_Brief_
Produce a verbatim copy of the lines from the one holding "Where can the rear" through the last line of the listing, and nothing else.

[[ Information, beginning ]]

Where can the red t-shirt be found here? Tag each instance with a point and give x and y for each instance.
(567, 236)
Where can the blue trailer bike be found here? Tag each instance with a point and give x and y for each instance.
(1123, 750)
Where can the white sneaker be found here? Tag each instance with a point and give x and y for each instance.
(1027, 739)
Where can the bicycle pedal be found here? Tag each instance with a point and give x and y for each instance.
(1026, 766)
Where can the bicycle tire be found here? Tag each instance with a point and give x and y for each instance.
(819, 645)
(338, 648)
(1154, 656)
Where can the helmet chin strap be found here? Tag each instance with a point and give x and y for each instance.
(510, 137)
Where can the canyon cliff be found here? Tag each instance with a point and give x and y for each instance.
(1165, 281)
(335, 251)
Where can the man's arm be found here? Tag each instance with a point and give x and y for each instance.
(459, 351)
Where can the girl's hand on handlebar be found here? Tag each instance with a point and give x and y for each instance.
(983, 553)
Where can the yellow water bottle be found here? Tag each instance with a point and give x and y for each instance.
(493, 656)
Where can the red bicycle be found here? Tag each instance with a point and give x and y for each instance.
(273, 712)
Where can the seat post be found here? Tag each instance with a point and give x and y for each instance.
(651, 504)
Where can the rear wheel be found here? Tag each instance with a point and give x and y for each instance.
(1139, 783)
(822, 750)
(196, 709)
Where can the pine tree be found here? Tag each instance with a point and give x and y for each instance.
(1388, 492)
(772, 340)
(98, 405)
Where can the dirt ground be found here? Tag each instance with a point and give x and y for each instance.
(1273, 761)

[[ Information, end ]]

_Answer space_
Where can the rear wheel be found here? Tag each instance with a point and give x and y for each instance.
(1139, 783)
(822, 750)
(196, 709)
Where can the pine tree be found here? Tag each instance with a point and give x and y for each instance.
(1388, 492)
(772, 340)
(98, 405)
Where can the dirt ground be found here? Tag each instance with a point and give x and y for each instance.
(1273, 761)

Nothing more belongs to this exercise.